> TO BE DONE:
A. From the guide on side hustles for UK visa holders, extract everything from "The Critical Distinction: Selling" down to "or self-employment under UK immigration law.".
B. In the guide on side hustles for UK visa holders, which document describes the specific role a Skilled Worker visa holder must work in for their sponsoring employer?

> TEXT PROVIDED:
========

The question of whether a side hustle is legal in the UK depends, for immigrants and visa holders, entirely on the conditions of your specific visa.
The answer is not “yes” or “no”; it is “it depends on your visa route, your occupation code, and whether the activity qualifies as self-employment under UK immigration law.”
Getting this wrong has serious consequences. A breach of your visa work conditions can result in visa curtailment, removal from the UK, a ban on future applications, and the loss of a path to settlement you may have been building for years.
The stakes are high enough that this article takes a conservative approach: where there is genuine legal ambiguity, we say so clearly rather than assume the most favourable interpretation.
This guide covers the main visa routes and what each one permits for side hustle activity in 2026. It also covers the important distinction which many people miss between selling personal possessions and trading, because the former is not a work condition issue while the latter often is.
For the full UK side hustle landscape for those with unrestricted work rights, see our complete guide to UK side hustles.
Important Disclaimer
Immigration rules change frequently. This article is based on current Home Office guidance as of June 2026 and sources, including Davidson Morris immigration law guidance (2026).
This is general information, not immigration advice. For your specific situation, always check gov.uk/visas-immigration or consult an OISC-registered immigration adviser or SRA-regulated immigration solicitor before starting any side hustle activity.
The Critical Distinction: Selling Possessions vs Trading

Before covering specific visa routes, one distinction applies to almost every visa holder and is frequently misunderstood.
Selling Your Own Personal Possessions
Clearing out your wardrobe on Vinted, selling old furniture on Facebook Marketplace, or listing secondhand electronics on eBay when you are selling items you own and no longer want, this is generally not considered employment or self-employment under UK immigration law.
The Home Office’s concern is with paid work, trading for profit, and running a business, not with individuals selling their own property.
This means most visa holders can sell genuinely unwanted personal possessions without this constituting a work condition breach. However, the line between “selling your own things” and “trading” can blur quickly.
If you begin sourcing items specifically to resell them, or if you run a regular operation buying and selling at a profit, you have crossed from personal selling into trading. At that point, your visa conditions apply.
What Counts as Self-Employment?
Under UK immigration rules, self-employment is broadly interpreted. It includes: running a business, freelancing or consulting for clients, operating a platform account as a trader (regular Etsy selling, consistent Vinted reselling for profit), and providing paid services.
Many activities that feel informal tutoring, dog walking, and writing for clients count as self-employment and are therefore subject to visa work conditions.
The test the Home Office applies is not the label you use, but whether you are providing services or selling goods for profit in an organised, regular way.
Skilled Worker Visa — What’s Permitted?

Sponsored Role Only
Under the Skilled Worker visa, your primary obligation is to work for your sponsoring employer in the specific role described in your Certificate of Sponsorship (CoS).
You cannot work for another employer without a separate CoS, and you cannot normally be self-employed, unless supplementary employment conditions are met.

========

> PROVIDED MATERIAL:
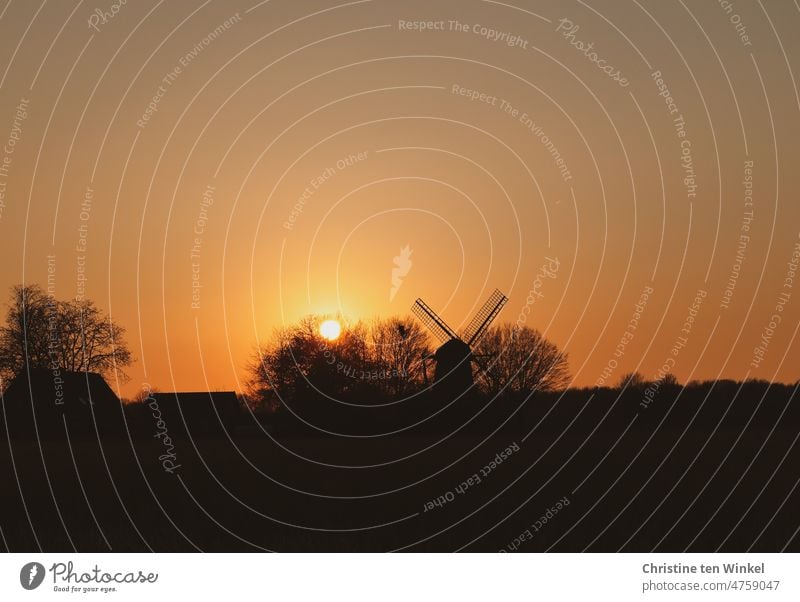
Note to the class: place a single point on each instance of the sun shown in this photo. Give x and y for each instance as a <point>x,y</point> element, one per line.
<point>330,330</point>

========

> SOLUTIONS FOR EACH TASK:
A.
The Critical Distinction: Selling Possessions vs Trading

Before covering specific visa routes, one distinction applies to almost every visa holder and is frequently misunderstood.
Selling Your Own Personal Possessions
Clearing out your wardrobe on Vinted, selling old furniture on Facebook Marketplace, or listing secondhand electronics on eBay when you are selling items you own and no longer want, this is generally not considered employment or self-employment under UK immigration law.

B. The Certificate of Sponsorship (CoS).